▸ **Work to be completed**
What lines in the data hold the string "police"? Show them.

▸ **Records to process**

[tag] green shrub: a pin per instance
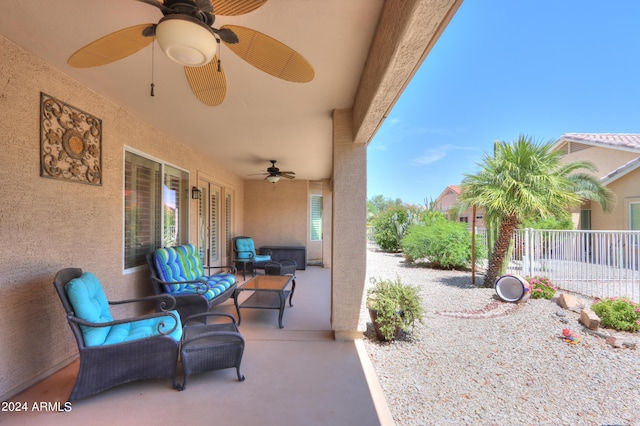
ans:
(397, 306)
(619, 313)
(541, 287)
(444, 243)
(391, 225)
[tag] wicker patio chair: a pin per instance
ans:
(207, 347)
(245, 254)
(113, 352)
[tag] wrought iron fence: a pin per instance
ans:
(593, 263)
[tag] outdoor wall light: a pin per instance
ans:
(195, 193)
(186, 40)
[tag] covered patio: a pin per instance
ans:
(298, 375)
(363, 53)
---
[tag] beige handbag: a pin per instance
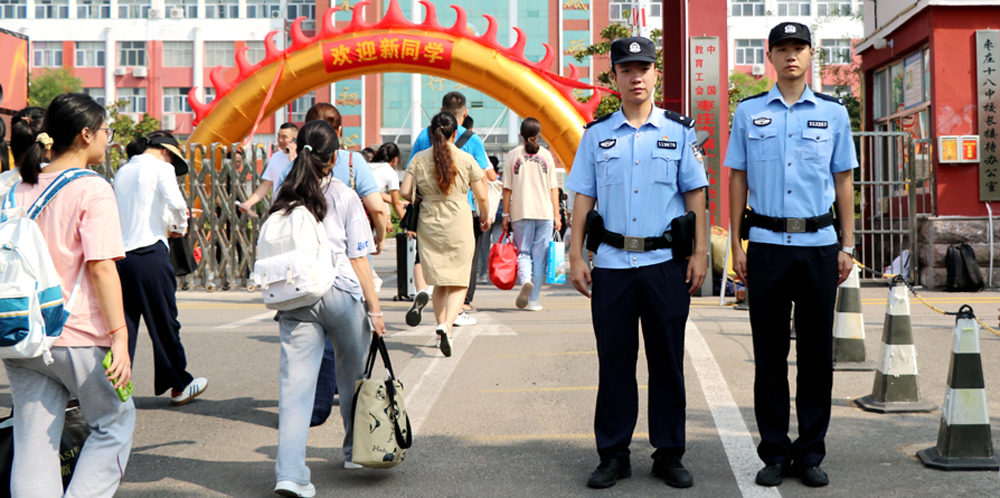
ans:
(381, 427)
...
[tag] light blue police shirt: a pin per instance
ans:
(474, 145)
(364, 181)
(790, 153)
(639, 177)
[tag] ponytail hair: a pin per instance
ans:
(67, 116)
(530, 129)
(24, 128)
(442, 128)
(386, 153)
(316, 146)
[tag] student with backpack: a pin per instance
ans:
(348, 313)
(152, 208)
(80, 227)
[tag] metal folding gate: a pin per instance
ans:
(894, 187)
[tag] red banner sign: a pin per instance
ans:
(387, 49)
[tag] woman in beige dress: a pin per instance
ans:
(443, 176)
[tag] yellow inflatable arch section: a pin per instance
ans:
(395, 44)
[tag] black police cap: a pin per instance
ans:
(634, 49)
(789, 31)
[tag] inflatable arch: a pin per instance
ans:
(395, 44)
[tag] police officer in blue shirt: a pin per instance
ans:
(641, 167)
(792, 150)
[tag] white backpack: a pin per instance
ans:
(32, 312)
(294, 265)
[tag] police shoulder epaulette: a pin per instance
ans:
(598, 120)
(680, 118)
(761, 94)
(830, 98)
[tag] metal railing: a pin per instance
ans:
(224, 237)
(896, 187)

▸ **Worked solution**
[tag] light blue police shirt: a pin per instance
[tag] black police cap: a pin per instance
[tag] police officer in blue shirt: a pin per instance
[tag] police shoulder epaulette: a pin per instance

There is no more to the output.